* [What you have to do]
Copy out the items between the line containing "point: pig |" and the line containing "Target: pig's front leg", inclusive, with no changes.

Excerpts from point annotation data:
◇ ◇ ◇ ◇

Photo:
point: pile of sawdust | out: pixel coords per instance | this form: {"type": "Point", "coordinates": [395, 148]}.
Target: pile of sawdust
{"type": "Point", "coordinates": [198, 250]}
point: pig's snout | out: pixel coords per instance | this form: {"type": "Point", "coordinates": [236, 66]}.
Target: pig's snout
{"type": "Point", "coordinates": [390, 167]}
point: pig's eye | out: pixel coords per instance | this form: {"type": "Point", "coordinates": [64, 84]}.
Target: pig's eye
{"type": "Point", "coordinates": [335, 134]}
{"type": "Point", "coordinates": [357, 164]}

◇ ◇ ◇ ◇

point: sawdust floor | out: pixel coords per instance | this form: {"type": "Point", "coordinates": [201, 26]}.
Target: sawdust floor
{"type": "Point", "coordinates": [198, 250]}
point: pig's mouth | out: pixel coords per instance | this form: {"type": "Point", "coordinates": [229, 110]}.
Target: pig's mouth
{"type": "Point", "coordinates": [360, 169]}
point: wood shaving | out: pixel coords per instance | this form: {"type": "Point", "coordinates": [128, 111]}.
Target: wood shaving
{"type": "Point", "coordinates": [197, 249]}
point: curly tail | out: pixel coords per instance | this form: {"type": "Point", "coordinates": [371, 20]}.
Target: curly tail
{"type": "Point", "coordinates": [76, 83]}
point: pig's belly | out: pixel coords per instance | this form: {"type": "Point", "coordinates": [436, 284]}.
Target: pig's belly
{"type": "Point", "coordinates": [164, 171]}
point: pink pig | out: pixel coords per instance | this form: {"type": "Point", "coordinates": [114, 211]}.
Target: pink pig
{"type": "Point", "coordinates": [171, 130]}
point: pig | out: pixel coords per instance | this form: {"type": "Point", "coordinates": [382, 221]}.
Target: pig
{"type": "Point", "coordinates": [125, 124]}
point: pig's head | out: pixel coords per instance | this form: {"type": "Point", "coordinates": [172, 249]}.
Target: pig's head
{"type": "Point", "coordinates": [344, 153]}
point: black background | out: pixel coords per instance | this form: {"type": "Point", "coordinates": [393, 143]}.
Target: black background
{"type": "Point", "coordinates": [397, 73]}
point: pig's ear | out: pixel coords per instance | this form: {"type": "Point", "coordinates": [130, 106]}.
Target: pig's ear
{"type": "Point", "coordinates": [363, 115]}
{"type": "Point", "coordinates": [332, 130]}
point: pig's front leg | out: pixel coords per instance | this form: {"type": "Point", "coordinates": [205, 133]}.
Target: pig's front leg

◇ ◇ ◇ ◇

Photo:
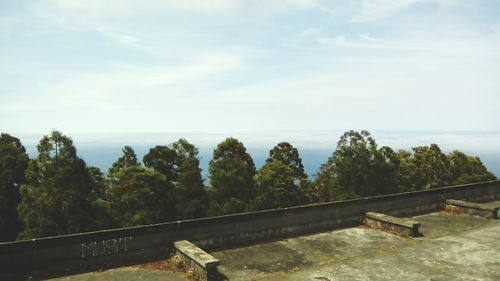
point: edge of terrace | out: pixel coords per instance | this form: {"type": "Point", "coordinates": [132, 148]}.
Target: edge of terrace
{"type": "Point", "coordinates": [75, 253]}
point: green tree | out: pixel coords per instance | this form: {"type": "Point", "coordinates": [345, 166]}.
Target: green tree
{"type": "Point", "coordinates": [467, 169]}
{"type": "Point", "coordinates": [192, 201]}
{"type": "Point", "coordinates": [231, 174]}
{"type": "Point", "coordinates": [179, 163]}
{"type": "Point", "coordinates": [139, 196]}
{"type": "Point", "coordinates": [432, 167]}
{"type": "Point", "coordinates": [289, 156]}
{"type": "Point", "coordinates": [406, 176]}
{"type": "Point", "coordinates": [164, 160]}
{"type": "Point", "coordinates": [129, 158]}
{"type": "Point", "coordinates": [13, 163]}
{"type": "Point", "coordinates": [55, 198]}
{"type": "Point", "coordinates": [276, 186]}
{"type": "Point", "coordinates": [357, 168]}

◇ ◇ ◇ ◇

* [Finished answer]
point: pig | out: pixel coords per instance | this form: {"type": "Point", "coordinates": [382, 221]}.
Target: pig
{"type": "Point", "coordinates": [125, 124]}
point: pig's head | out: pixel coords per instance | this form: {"type": "Point", "coordinates": [172, 249]}.
Target: pig's head
{"type": "Point", "coordinates": [344, 153]}
point: black background | out: pixel coords per instance | this form: {"type": "Point", "coordinates": [393, 143]}.
Target: black background
{"type": "Point", "coordinates": [397, 73]}
point: pig's ear | out: pixel coords per instance | this form: {"type": "Point", "coordinates": [130, 106]}.
Target: pig's ear
{"type": "Point", "coordinates": [363, 115]}
{"type": "Point", "coordinates": [332, 130]}
point: pig's front leg | out: pixel coords per instance | this form: {"type": "Point", "coordinates": [205, 133]}.
Target: pig's front leg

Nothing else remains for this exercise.